§ **Directions for this task**
Word for word, restate the listing; omit the pictures.

§ **Raw data**
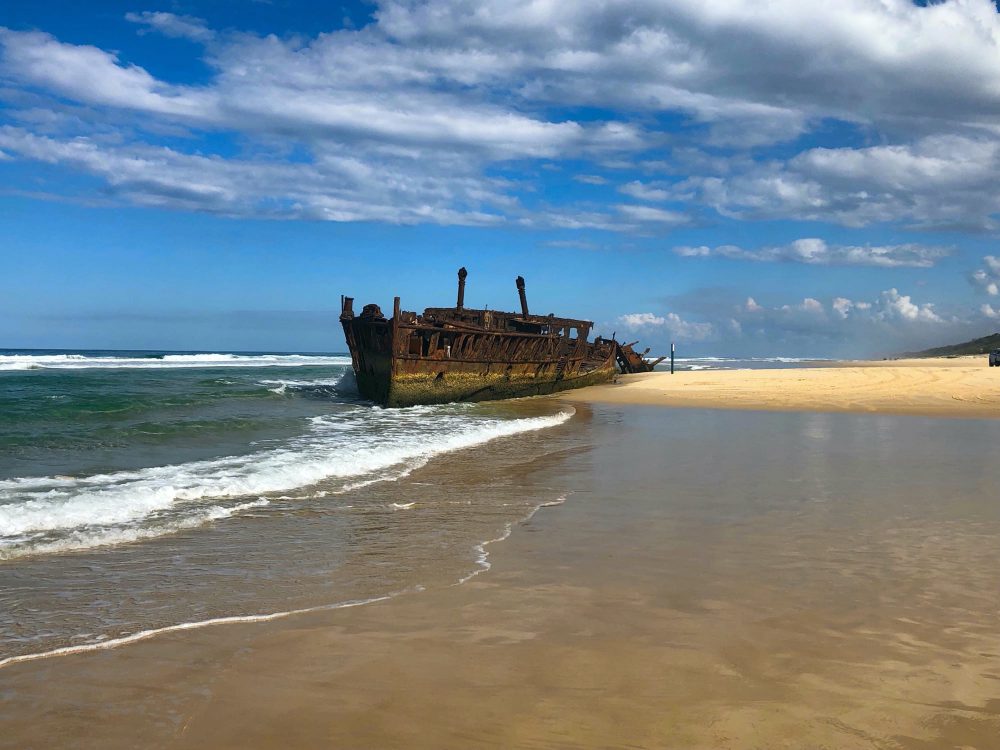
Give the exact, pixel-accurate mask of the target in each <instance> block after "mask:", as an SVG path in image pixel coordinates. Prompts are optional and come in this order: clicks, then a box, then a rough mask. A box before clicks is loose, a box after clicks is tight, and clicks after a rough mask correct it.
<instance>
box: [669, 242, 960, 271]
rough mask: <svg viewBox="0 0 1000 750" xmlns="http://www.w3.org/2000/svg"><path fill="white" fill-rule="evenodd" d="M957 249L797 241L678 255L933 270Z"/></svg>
mask: <svg viewBox="0 0 1000 750" xmlns="http://www.w3.org/2000/svg"><path fill="white" fill-rule="evenodd" d="M954 251H955V249H954V248H953V247H941V246H935V245H920V244H915V243H908V244H903V245H830V244H827V243H826V242H825V241H824V240H821V239H818V238H804V239H800V240H795V241H793V242H790V243H788V244H787V245H771V246H767V247H762V248H759V249H756V250H744V249H743V248H741V247H738V246H736V245H719V246H717V247H707V246H704V245H702V246H696V247H691V246H680V247H675V248H674V252H675V253H676V254H677V255H680V256H682V257H687V258H710V257H712V258H728V259H730V260H749V261H756V262H762V263H763V262H770V263H773V262H788V263H806V264H809V265H822V266H830V265H838V266H879V267H882V268H898V267H902V266H909V267H913V268H930V267H931V266H933V265H934V264H935V263H936V262H937V261H938V260H940V259H941V258H945V257H947V256H949V255H951V254H953V253H954Z"/></svg>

§ **Your solution**
Give the exact, pixel-accurate mask of the target in each <instance> block after "mask:", as an SVG path in image pixel coordinates. Prompts are optional and come in this order: clicks, then a box, then a rough mask. A box before clicks is loose, a box after clicks is tight, and clicks after a rough mask correct it.
<instance>
box: [669, 242, 960, 271]
rough mask: <svg viewBox="0 0 1000 750" xmlns="http://www.w3.org/2000/svg"><path fill="white" fill-rule="evenodd" d="M957 249L797 241L678 255L933 270Z"/></svg>
mask: <svg viewBox="0 0 1000 750" xmlns="http://www.w3.org/2000/svg"><path fill="white" fill-rule="evenodd" d="M954 251H955V249H954V248H953V247H941V246H935V245H920V244H915V243H908V244H903V245H830V244H827V243H826V242H825V241H824V240H821V239H818V238H804V239H800V240H795V241H793V242H790V243H788V244H787V245H771V246H767V247H762V248H759V249H756V250H744V249H743V248H741V247H738V246H736V245H719V246H717V247H707V246H704V245H702V246H696V247H691V246H680V247H675V248H674V252H675V253H676V254H677V255H680V256H682V257H687V258H710V257H712V258H728V259H730V260H749V261H756V262H762V263H763V262H770V263H773V262H788V263H806V264H809V265H822V266H830V265H838V266H879V267H882V268H898V267H902V266H909V267H913V268H930V267H931V266H933V265H934V264H935V263H936V262H937V261H938V260H940V259H941V258H945V257H947V256H949V255H951V254H953V253H954Z"/></svg>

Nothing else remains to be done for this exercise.